### TASK MATERIAL:
━━━━━━━━━━━━━━━━

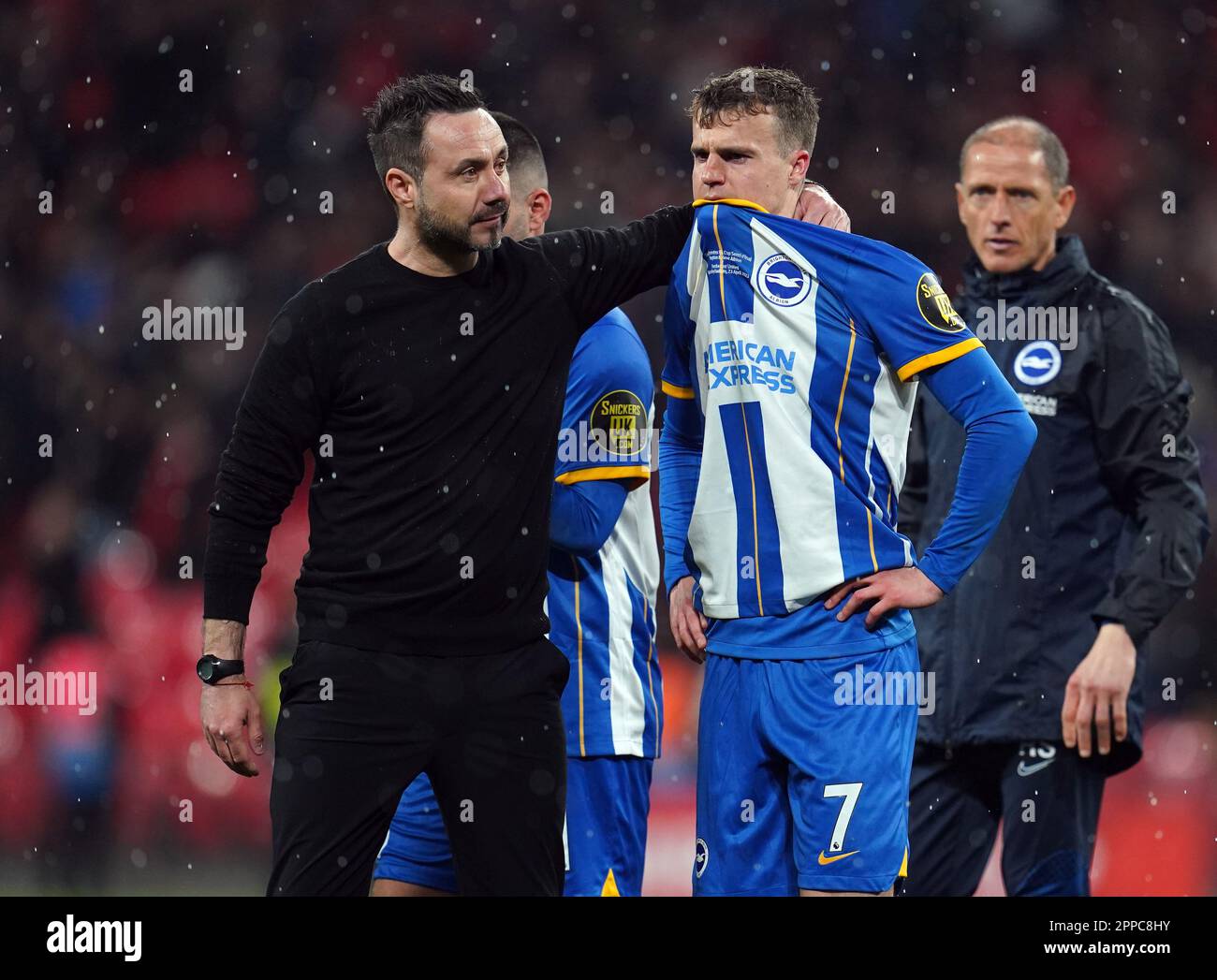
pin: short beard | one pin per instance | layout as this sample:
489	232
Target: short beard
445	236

━━━━━━━━━━━━━━━━

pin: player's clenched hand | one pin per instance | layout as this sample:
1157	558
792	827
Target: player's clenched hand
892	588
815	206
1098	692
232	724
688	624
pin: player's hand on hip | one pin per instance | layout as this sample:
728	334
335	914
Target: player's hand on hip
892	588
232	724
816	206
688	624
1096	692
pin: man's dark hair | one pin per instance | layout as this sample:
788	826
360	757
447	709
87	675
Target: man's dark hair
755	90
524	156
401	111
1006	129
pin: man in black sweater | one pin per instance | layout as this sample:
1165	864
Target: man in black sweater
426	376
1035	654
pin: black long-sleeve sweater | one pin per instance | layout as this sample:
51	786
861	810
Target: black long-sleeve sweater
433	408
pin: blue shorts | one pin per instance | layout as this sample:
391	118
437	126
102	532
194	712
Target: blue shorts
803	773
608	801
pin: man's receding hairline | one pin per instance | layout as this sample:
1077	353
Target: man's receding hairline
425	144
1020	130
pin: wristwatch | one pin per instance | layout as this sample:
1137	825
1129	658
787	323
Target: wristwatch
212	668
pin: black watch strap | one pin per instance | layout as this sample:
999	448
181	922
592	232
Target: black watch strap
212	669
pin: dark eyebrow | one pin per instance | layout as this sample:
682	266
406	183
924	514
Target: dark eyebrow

━━━━━━━━━━━━━━━━

### TASK REQUIREMENTS:
Of all the entries above, output exactly the lines between the one holding "Target: blue shorts" and the one holding "Target: dark eyebrow", inclusive.

### EXERCISE SOLUTION:
Target: blue shorts
803	773
608	801
pin: man's receding hairline | one pin per instance | layout as this sample:
1077	353
Target: man's receding hairline
425	144
1020	130
pin: wristwatch | one pin per instance | layout as this sample:
1137	825
1129	658
787	323
Target: wristwatch
212	668
pin: black watch strap | one pin per instance | layout as this sample:
999	448
181	922
592	232
Target: black watch strap
212	669
pin: dark eyebrow | one pin per instance | layout as this sample:
682	266
406	183
924	514
Target: dark eyebrow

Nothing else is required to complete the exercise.